**PROBLEMS TO SOLVE**
**1)** List every tax that, under the general IRS rule described in the article on the tax treatment of wellness incentives, an employer's award or prize is subject to.
**2)** In the article on the tax treatment of wellness incentives, rewrite the part that begins with "By Josie Martinez, Senior" and ends with "employers and employees.", changing "Management" to "Leadership".
**3)** Continue the article on the tax treatment of wellness incentives from the point where it stops.

**PROVIDED TEXT**
──────────

By Josie Martinez, Senior Partner and Legal Counsel
EBS Capstone, A UBA Partner Firm
It is becoming more and more common for employers to offer wellness incentives to their employees as motivation for employees to improve their overall health and well-being. Management has started to buy in to the fact that there is a correlation between healthier employees, lower medical claims and lower medical premiums, but this only works with employee participation. While an effective means to incentivize employees to do something positive about their health, however, there are tax implications to these incentives that are often overlooked and/or misunderstood by both employers and employees.
Wellness incentives can range from nominal in nature to more significant financial rewards. Employers may offer gift cards or cash, partial or total gym reimbursements, raffles or prizes, free T-shirts, sneakers or even tickets to a sporting event or show. Incentives can also include such things as reductions in employee premiums or contributions and employer contributions to HSAs, HRAs, FSAs, etc. The bottom line is that incentives can come in all forms, shapes and amounts. The issue is how are these incentives treated for tax purposes?
Many types of incentive awards are treated as taxable wages and subject to payroll taxes. Exclusions may apply to amounts provided to employees for “medical care” but expenses that are simply for the benefit of a person’s general health or well-being are not expenses for “medical care” and therefore taxable. The general IRS rule states that any award or prize given by an employer is taxable to an employee as wages, to be included on their W-2 and subject to Federal tax withholdings, as well as Social Security and Medicare taxes unless a tax exemption is explicitly described in the tax code. The most commonly used incentive award that is exempted from taxation in the code is employer contributions to a health plan. So where the wellness program includes an employer reward in the form of lower employee contribution for the health plan, or an employer-funded HRA, these employer paid rewards are tax exempt.

──────────

**AVAILABLE DATA**
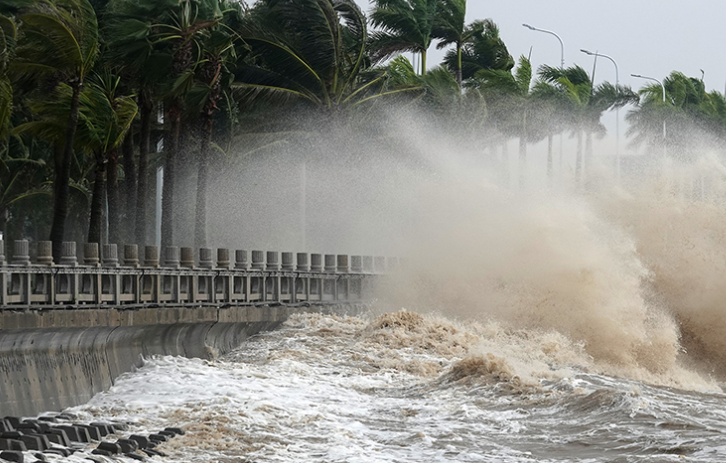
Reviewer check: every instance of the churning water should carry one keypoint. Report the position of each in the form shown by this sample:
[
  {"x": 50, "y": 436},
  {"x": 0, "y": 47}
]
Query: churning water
[
  {"x": 407, "y": 388},
  {"x": 567, "y": 324}
]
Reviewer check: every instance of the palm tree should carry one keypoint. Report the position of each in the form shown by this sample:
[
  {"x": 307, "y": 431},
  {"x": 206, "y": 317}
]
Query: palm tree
[
  {"x": 59, "y": 39},
  {"x": 450, "y": 28},
  {"x": 105, "y": 117},
  {"x": 508, "y": 96},
  {"x": 478, "y": 47},
  {"x": 687, "y": 107},
  {"x": 214, "y": 79},
  {"x": 309, "y": 50},
  {"x": 7, "y": 39},
  {"x": 406, "y": 25},
  {"x": 586, "y": 104}
]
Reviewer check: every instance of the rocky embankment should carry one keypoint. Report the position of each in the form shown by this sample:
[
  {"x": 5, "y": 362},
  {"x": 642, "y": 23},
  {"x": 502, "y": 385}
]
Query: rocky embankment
[{"x": 30, "y": 440}]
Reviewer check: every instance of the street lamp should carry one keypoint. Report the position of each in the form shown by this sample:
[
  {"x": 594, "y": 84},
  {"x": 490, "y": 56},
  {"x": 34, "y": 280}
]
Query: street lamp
[
  {"x": 562, "y": 64},
  {"x": 663, "y": 87},
  {"x": 562, "y": 45},
  {"x": 617, "y": 110}
]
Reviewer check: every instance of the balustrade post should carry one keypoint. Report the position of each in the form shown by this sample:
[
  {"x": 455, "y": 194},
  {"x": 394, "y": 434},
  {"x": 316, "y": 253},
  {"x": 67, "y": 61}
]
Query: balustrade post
[
  {"x": 91, "y": 259},
  {"x": 287, "y": 262},
  {"x": 21, "y": 253},
  {"x": 367, "y": 264},
  {"x": 151, "y": 256},
  {"x": 187, "y": 260},
  {"x": 223, "y": 258},
  {"x": 258, "y": 260},
  {"x": 225, "y": 280},
  {"x": 90, "y": 254},
  {"x": 356, "y": 264},
  {"x": 342, "y": 261},
  {"x": 171, "y": 257},
  {"x": 109, "y": 256},
  {"x": 329, "y": 263},
  {"x": 69, "y": 257},
  {"x": 151, "y": 259},
  {"x": 45, "y": 253},
  {"x": 379, "y": 264},
  {"x": 273, "y": 260},
  {"x": 3, "y": 276},
  {"x": 240, "y": 260},
  {"x": 131, "y": 255},
  {"x": 302, "y": 262},
  {"x": 205, "y": 258}
]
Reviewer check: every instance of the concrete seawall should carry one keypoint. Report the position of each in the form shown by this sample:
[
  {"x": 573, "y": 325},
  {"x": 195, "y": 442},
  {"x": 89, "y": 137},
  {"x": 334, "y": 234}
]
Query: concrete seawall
[
  {"x": 67, "y": 331},
  {"x": 50, "y": 360}
]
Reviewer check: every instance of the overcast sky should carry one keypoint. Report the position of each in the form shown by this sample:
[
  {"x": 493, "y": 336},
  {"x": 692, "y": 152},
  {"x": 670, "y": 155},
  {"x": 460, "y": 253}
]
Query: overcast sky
[{"x": 644, "y": 37}]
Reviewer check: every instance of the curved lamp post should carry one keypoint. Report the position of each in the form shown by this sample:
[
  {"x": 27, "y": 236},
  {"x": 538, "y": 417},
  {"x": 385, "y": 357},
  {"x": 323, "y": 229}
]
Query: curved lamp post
[
  {"x": 562, "y": 45},
  {"x": 665, "y": 148},
  {"x": 617, "y": 111}
]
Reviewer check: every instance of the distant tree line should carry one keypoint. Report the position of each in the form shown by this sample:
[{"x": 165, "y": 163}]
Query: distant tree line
[{"x": 95, "y": 94}]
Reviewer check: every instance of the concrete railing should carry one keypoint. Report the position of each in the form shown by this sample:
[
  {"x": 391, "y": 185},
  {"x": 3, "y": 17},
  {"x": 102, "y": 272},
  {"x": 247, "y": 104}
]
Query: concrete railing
[{"x": 182, "y": 278}]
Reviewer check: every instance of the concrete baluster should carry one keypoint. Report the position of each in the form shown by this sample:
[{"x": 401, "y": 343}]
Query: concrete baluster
[
  {"x": 273, "y": 260},
  {"x": 287, "y": 262},
  {"x": 302, "y": 262},
  {"x": 110, "y": 255},
  {"x": 205, "y": 258},
  {"x": 171, "y": 257},
  {"x": 367, "y": 264},
  {"x": 329, "y": 263},
  {"x": 258, "y": 260},
  {"x": 379, "y": 264},
  {"x": 151, "y": 256},
  {"x": 131, "y": 255},
  {"x": 90, "y": 254},
  {"x": 316, "y": 262},
  {"x": 187, "y": 257},
  {"x": 356, "y": 264},
  {"x": 21, "y": 253},
  {"x": 68, "y": 254},
  {"x": 45, "y": 253},
  {"x": 342, "y": 260},
  {"x": 223, "y": 258},
  {"x": 240, "y": 259}
]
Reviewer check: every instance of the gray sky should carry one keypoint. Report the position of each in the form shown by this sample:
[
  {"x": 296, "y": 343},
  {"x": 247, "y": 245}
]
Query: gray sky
[{"x": 644, "y": 37}]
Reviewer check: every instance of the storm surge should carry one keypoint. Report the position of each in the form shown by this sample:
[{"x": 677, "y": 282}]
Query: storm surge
[{"x": 630, "y": 276}]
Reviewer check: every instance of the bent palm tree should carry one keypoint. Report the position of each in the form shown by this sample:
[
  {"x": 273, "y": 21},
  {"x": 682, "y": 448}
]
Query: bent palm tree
[
  {"x": 59, "y": 38},
  {"x": 406, "y": 25}
]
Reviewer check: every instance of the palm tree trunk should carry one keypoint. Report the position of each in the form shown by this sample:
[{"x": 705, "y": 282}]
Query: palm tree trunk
[
  {"x": 129, "y": 186},
  {"x": 94, "y": 227},
  {"x": 588, "y": 152},
  {"x": 146, "y": 109},
  {"x": 63, "y": 177},
  {"x": 549, "y": 157},
  {"x": 459, "y": 73},
  {"x": 113, "y": 196},
  {"x": 522, "y": 160},
  {"x": 578, "y": 160},
  {"x": 505, "y": 163},
  {"x": 171, "y": 146},
  {"x": 200, "y": 222}
]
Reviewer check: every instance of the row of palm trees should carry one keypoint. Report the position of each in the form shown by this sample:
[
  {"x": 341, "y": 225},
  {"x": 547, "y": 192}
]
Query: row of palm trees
[{"x": 90, "y": 89}]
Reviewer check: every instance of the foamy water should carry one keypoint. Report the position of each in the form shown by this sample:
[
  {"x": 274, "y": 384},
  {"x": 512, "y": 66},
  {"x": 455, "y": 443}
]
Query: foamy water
[{"x": 403, "y": 387}]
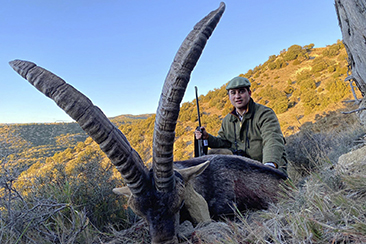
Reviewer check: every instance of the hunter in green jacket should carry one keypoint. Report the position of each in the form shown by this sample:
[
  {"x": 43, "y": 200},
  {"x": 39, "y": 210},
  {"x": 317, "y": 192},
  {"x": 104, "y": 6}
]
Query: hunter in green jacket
[{"x": 250, "y": 129}]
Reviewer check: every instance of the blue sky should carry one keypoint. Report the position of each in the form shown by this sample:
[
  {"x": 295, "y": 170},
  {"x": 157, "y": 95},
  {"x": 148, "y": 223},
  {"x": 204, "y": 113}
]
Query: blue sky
[{"x": 118, "y": 52}]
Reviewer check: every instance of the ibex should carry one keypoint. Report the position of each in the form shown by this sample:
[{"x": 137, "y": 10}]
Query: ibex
[{"x": 158, "y": 194}]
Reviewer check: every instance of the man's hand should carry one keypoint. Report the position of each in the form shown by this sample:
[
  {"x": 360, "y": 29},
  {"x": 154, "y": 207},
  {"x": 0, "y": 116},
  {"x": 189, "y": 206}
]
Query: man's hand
[{"x": 201, "y": 134}]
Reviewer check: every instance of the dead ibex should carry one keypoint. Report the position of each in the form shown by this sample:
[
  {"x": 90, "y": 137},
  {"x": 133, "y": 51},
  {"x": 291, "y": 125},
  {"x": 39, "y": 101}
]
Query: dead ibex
[{"x": 159, "y": 194}]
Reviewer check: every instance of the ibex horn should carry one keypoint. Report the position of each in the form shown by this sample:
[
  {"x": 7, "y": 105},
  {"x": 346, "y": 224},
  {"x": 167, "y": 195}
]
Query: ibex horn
[
  {"x": 173, "y": 91},
  {"x": 92, "y": 121}
]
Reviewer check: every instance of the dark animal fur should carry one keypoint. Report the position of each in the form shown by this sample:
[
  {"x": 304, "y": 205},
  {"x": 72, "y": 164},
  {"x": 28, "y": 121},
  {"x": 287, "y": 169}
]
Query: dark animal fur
[{"x": 234, "y": 181}]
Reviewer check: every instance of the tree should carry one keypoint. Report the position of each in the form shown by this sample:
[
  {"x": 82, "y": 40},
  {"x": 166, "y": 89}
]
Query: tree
[{"x": 352, "y": 21}]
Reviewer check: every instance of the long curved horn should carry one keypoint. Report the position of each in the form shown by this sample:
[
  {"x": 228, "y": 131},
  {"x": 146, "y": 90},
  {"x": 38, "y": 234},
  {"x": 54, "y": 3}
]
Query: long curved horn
[
  {"x": 173, "y": 91},
  {"x": 91, "y": 119}
]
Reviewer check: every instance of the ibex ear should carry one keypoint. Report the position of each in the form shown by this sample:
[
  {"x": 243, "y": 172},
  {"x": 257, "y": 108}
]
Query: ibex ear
[
  {"x": 193, "y": 171},
  {"x": 123, "y": 191}
]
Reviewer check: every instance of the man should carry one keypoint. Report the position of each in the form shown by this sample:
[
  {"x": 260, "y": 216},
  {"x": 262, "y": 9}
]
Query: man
[{"x": 250, "y": 129}]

──────────

**OUTPUTS IN ORDER**
**1)**
Federal tax withholdings
Social Security taxes
Medicare taxes

**2)**
By Josie Martinez, Senior Partner and Legal Counsel
EBS Capstone, A UBA Partner Firm
It is becoming more and more common for employers to offer wellness incentives to their employees as motivation for employees to improve their overall health and well-being. Leadership has started to buy in to the fact that there is a correlation between healthier employees, lower medical claims and lower medical premiums, but this only works with employee participation. While an effective means to incentivize employees to do something positive about their health, however, there are tax implications to these incentives that are often overlooked and/or misunderstood by both employers and employees.

**3)**
Another exception to the general rule is the “de minimus award” rule. The value of any property or services provided to an employee that has so little value that accounting for it would be unreasonable or administratively impracticable is not included in employee compensation and is not taxable because it is considered de minimus. The IRS states that a de minimis award is one of nominal value and is provided infrequently. Unfortunately, there is no bright-line dollar amount as to what qualifies. A safe bet is probably somewhere between $25 and $100, but not $100 every three months. Again, little guidance is present so employers must use their judgment in deciding whether a particular item is excludable from employee income as a de minimis fringe benefit. Some employers therefore assume that a gift card in a nominal amount should not be taxable to the employee, but cash is always taxable, regardless of the amount, regardless of the reason and regardless of the frequency. If you want to give cash, it is best paid through payroll as wage-related earnings. Gift cards or certificates are considered cash equivalents and therefore treated the same as cash.
A creative incentive is when employers award additional paid time off or permit employees to exercise or attend health classes during work hours. Any wages (i.e., cash) paid with respect to additional “free time” continue to be taxable to the employee and subject to payroll taxes. Finally, the fact that an employer may have a third party to run the wellness program and/or is the one distributing the incentives does not change the rules because ultimately, the third party is really the employer’s agent.
So, while wellness incentives are an effective tool to engage employees about their health, employers must remember that, if they offer taxable wellness incentives, they must report these rewards on the employee’s Form W-2 and withhold appropriate taxes on these amounts.